**DIRECTIONS FOR THIS TASK**
From the article on the NTCA 2014 conference, reproduce word for word the passage between "Pioneering Kununnurra farmer" and "the broader community.", inclusive.

NTCA Conferences

What producers can learn from magpie geese, and other lessons from NTCA 2014

James Nason, 02/04/2014

Pioneering Kununnurra farmer Rob Boshammer reckons northern cattle producers can learn a thing or two from the magpie geese they see flying in V-formations across the big blue skies of northern Australia at this time of year.

Mr Boshammer was one of several speakers who addressed the Northern Territory Cattlemen’s Association's 30th annual conference in Darwin last Friday, where attentions focused not just on what has been achieved over the past 30 years, but what lies ahead for the next 30.

A leading panel of experts addressed the conference on issues ranging from the long term outlook, northern Australia’s place in the Asian region, the growing expectations of consumers and how the Australian cattle and live export industry can best win the confidence, support and trust of the broader community.

Here are just some of the take home messages they shared at NTCA 2014:

Australia’s future is in Asia

Look at the map and in particular the area highlighted by the circle. There are more people living inside that circle than outside it. Rabobank’s Thos Gieskes pointed out 71pc of projected growth in global food demand in the next 40 years will occur inside the area covered by the circle. As Mr Gieskes asked the conference: Could Australia’s agricultural export industries be better positioned to supply that demand?

 

Focus on value, not volume

Higher incomes and the continuing trend towards urbanisation is causing dietary patterns throughout Asia to change. Dr Caroline Hong said Australia should not focus on trying to become the food bowl of Asia, supplying low cost food to billions of Asian customers, but rather by becoming the ‘delicatessen’ of Asia, supplying premium food to the millions of middle class consumers in Asia. "it is about our quality, safety and our food is tasty, that is what we compete on,” she said.
 

Sell the Australian beef story

Rabo’s Thos Gieskes agreed that Australia’s beef industry should target value over volume. But to do that, it had to tell a story. “A differentiated product will be demanded, there will be income backing that from people wanting something else, but you have to sell them what you have on offer,” he said. “And not so much what you have, but why you have it in the shape that you have it.” He said consumers would be attracted to brands and stories about health, safety, and flavour. “The story will be vital to get the value out. Without the story, you’re like everybody else and probably more expensive.”


Follow NZ’s lead

What New Zealand has achieved in building a trusted global brand and telling a story to consumers has been nothing short of “phenomenal”, Mr Gieskes said. “On one hand, it has presented itself as a country label, which has really put the country NZ on the map. And then the next step for any kind of product coming out of NZ is already a lot easier.” NZ companies had also developed successful joint ventures with customers directly in Asia to the mutual benefit of both. For example the JV between NZ meat processor/exporter Alliance and Chinese meat importer/processor/retail brand Grand Farm, had provided Alliance with specific knowledge about what Chinese consumers wanted, and had helped Grand Farm to demonstrate the safety of its product to consumers. The NZ Merino brand had also successfully used images of natural surroundings to tell a story to consumers explaining why they should use natural fibres over man-made synthetics. Economist Dr Andy Stoeckel also added that an element of generic promotion was essential alongside individual brand promotion to underpin a broad, positive message to consumers.

Image region labeling entries
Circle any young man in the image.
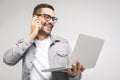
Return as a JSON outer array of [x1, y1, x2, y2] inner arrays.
[[3, 4, 85, 80]]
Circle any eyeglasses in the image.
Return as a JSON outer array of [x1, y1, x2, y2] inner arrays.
[[36, 14, 58, 23]]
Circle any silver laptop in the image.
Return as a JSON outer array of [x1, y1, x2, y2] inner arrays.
[[42, 34, 104, 72]]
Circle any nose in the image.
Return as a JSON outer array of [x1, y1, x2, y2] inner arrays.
[[48, 18, 54, 24]]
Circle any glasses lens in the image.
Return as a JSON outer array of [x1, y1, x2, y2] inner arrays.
[[44, 14, 51, 21], [52, 17, 57, 23]]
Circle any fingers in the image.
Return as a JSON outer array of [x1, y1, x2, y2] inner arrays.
[[62, 61, 85, 76], [30, 16, 42, 39]]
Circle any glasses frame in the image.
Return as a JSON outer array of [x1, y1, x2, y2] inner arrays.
[[36, 14, 58, 23]]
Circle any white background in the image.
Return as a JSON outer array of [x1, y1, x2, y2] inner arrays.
[[0, 0, 120, 80]]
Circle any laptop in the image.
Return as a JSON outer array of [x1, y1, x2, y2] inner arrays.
[[42, 34, 104, 72]]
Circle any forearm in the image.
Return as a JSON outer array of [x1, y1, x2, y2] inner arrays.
[[70, 74, 82, 80], [3, 38, 34, 65]]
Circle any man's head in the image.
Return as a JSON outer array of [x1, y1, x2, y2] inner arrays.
[[33, 3, 57, 35]]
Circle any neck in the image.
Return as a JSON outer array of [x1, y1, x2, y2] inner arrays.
[[37, 34, 50, 40]]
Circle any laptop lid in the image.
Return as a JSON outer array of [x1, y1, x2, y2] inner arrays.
[[42, 34, 104, 72], [69, 34, 104, 69]]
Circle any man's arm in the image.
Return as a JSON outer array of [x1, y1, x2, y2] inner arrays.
[[3, 38, 34, 65]]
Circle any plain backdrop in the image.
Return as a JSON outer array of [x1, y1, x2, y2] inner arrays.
[[0, 0, 120, 80]]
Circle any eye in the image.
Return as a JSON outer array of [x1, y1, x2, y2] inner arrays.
[[44, 14, 51, 20]]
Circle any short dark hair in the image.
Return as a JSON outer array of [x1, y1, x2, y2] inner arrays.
[[33, 3, 54, 15]]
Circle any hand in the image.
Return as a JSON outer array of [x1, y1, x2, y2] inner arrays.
[[62, 61, 85, 77], [30, 16, 42, 39]]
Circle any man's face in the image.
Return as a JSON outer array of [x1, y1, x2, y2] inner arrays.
[[37, 8, 54, 35]]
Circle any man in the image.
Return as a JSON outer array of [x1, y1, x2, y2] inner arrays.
[[3, 3, 85, 80]]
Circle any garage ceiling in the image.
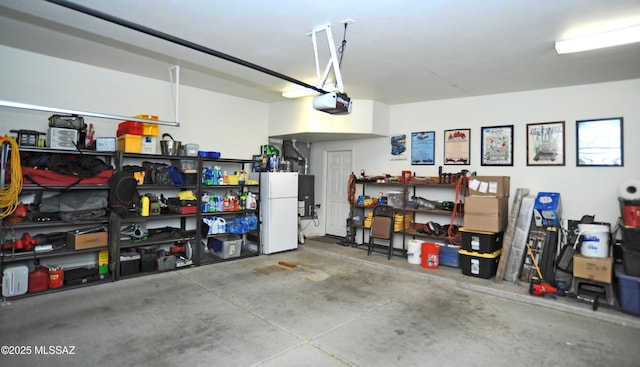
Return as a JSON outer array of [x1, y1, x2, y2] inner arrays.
[[0, 0, 640, 105]]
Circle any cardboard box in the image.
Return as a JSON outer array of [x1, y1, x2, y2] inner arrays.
[[47, 127, 79, 150], [533, 192, 562, 227], [573, 255, 613, 283], [464, 196, 509, 232], [67, 232, 109, 250], [468, 176, 511, 198]]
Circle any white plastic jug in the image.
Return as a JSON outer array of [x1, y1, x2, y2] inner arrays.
[[574, 224, 609, 257], [245, 193, 258, 210]]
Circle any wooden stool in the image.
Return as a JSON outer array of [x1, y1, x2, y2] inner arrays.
[[571, 277, 616, 306]]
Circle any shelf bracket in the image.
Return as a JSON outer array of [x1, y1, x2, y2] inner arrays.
[[169, 65, 180, 125]]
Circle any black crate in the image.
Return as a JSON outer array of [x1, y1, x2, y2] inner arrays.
[[458, 250, 501, 279], [460, 228, 503, 254], [120, 252, 140, 276], [620, 243, 640, 277], [622, 228, 640, 251]]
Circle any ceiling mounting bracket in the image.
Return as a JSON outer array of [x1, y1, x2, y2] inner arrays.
[[311, 24, 344, 93]]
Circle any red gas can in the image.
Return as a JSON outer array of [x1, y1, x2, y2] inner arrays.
[[622, 205, 640, 227], [29, 265, 49, 293]]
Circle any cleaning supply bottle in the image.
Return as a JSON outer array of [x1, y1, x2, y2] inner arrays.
[[245, 192, 258, 210], [140, 195, 150, 217]]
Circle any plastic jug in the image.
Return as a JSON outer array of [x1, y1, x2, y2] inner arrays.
[[29, 263, 49, 293]]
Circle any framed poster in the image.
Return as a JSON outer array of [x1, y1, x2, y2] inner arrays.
[[527, 121, 564, 166], [411, 131, 436, 165], [576, 117, 624, 167], [444, 129, 471, 164], [480, 125, 513, 166], [389, 134, 407, 161]]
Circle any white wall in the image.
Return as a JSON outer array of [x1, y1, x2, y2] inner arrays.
[[308, 79, 640, 239], [0, 46, 269, 159]]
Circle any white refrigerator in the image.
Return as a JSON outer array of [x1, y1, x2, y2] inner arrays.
[[260, 172, 298, 254]]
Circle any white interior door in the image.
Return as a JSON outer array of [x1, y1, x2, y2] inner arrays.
[[325, 150, 353, 237]]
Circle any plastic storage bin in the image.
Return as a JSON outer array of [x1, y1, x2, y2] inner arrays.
[[387, 191, 404, 208], [614, 265, 640, 315], [207, 235, 242, 259], [116, 121, 144, 137], [620, 243, 640, 277], [440, 244, 460, 268], [460, 228, 503, 254], [458, 250, 501, 279], [118, 134, 142, 153]]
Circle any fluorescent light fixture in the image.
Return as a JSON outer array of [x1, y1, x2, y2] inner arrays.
[[556, 25, 640, 55], [282, 88, 319, 98]]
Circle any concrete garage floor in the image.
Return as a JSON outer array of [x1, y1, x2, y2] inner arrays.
[[0, 240, 640, 367]]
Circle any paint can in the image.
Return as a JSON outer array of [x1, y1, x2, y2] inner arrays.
[[578, 224, 610, 257], [407, 240, 422, 265]]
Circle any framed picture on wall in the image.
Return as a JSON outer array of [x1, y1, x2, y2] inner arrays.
[[576, 117, 624, 167], [480, 125, 513, 166], [527, 121, 565, 166], [444, 129, 471, 165], [411, 131, 436, 165], [389, 134, 408, 161]]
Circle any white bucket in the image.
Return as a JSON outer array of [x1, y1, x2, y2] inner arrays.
[[574, 224, 609, 257], [407, 240, 422, 265]]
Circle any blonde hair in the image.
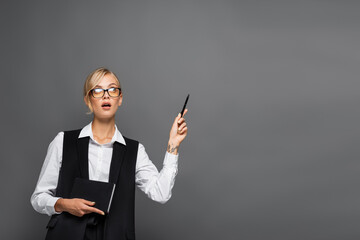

**RESPONSE FOR THIS EXERCISE**
Pioneering Kununnurra farmer Rob Boshammer reckons northern cattle producers can learn a thing or two from the magpie geese they see flying in V-formations across the big blue skies of northern Australia at this time of year.

Mr Boshammer was one of several speakers who addressed the Northern Territory Cattlemen’s Association's 30th annual conference in Darwin last Friday, where attentions focused not just on what has been achieved over the past 30 years, but what lies ahead for the next 30.

A leading panel of experts addressed the conference on issues ranging from the long term outlook, northern Australia’s place in the Asian region, the growing expectations of consumers and how the Australian cattle and live export industry can best win the confidence, support and trust of the broader community.